## YOUR GOAL
Copy out every line below that contains the word "dark". Treat capital and lowercase letters as different.

## MATERIAL FOR THIS EXERCISE
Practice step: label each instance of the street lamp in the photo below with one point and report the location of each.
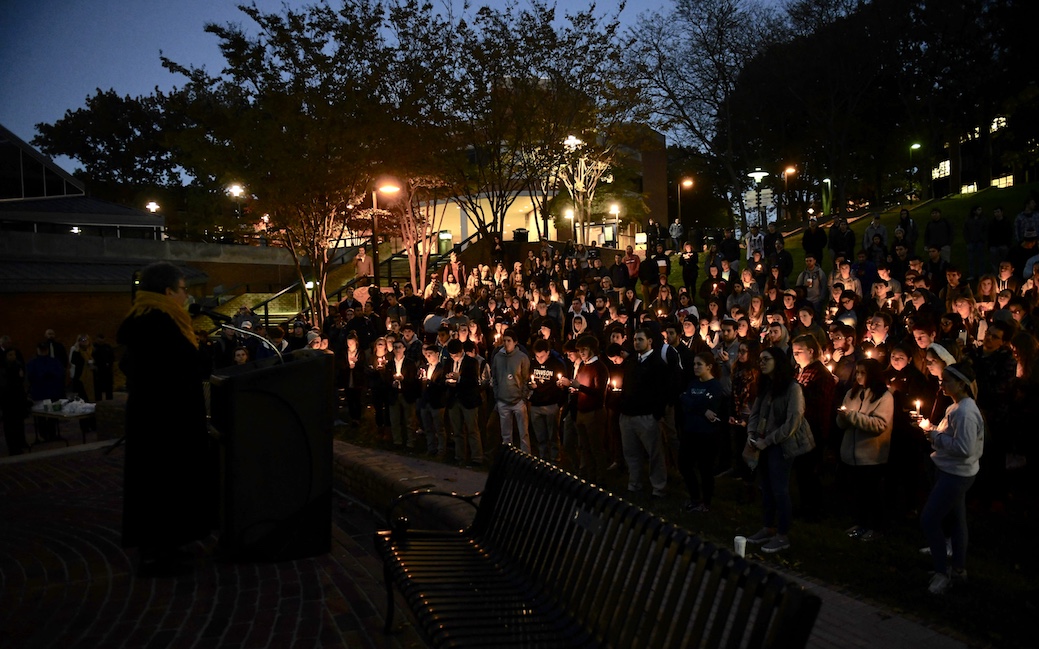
(757, 174)
(387, 188)
(687, 183)
(615, 211)
(237, 190)
(912, 170)
(786, 188)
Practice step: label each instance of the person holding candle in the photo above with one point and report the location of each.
(433, 376)
(379, 384)
(700, 412)
(510, 382)
(905, 462)
(589, 384)
(958, 441)
(818, 385)
(866, 417)
(401, 375)
(545, 399)
(643, 399)
(777, 430)
(462, 402)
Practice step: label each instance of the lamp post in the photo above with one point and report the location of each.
(757, 174)
(387, 188)
(912, 171)
(786, 189)
(687, 183)
(615, 211)
(236, 191)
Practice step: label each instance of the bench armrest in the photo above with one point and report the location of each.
(399, 524)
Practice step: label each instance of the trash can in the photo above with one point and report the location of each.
(445, 243)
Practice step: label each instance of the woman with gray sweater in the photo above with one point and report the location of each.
(775, 429)
(958, 441)
(866, 416)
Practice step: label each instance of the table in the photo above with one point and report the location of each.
(58, 416)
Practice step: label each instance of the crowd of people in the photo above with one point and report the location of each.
(84, 371)
(881, 367)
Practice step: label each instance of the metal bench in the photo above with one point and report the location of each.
(551, 561)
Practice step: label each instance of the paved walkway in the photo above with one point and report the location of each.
(64, 582)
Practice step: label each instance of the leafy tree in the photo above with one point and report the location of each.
(689, 61)
(297, 115)
(117, 139)
(515, 101)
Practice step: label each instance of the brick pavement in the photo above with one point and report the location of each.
(64, 582)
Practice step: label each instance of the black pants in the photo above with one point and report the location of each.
(867, 484)
(696, 463)
(809, 488)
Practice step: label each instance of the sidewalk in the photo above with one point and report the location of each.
(67, 583)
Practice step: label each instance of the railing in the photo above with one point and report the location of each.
(385, 265)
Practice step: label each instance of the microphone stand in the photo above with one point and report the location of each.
(246, 332)
(258, 336)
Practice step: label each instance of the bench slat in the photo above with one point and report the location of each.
(551, 561)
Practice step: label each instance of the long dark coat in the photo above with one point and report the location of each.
(169, 486)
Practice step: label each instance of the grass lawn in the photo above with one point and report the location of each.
(954, 208)
(993, 609)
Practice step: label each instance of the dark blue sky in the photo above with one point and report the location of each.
(54, 53)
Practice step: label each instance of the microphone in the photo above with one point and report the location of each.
(197, 309)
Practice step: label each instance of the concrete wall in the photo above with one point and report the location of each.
(26, 314)
(28, 245)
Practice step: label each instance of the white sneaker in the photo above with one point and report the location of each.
(939, 585)
(949, 549)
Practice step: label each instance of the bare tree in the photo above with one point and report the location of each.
(689, 61)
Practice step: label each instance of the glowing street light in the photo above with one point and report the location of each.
(236, 191)
(786, 188)
(385, 188)
(757, 174)
(912, 170)
(687, 183)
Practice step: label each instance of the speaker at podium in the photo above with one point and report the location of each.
(275, 426)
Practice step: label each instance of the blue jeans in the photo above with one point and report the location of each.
(949, 496)
(544, 421)
(505, 412)
(775, 488)
(976, 259)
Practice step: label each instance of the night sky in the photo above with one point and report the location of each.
(55, 53)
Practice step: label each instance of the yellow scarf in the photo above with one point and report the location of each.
(147, 300)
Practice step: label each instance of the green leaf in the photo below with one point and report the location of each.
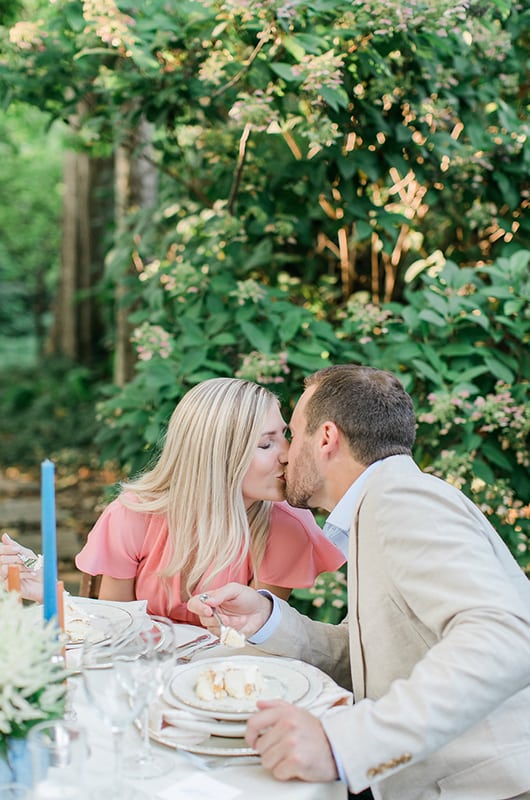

## COMPLETE OUTPUT
Practice step: label each instance of the long dark coat in the photo above with one point and report the location of each.
Practice step: label each instance of the dark blue sky in the photo above with one point and report the location of each.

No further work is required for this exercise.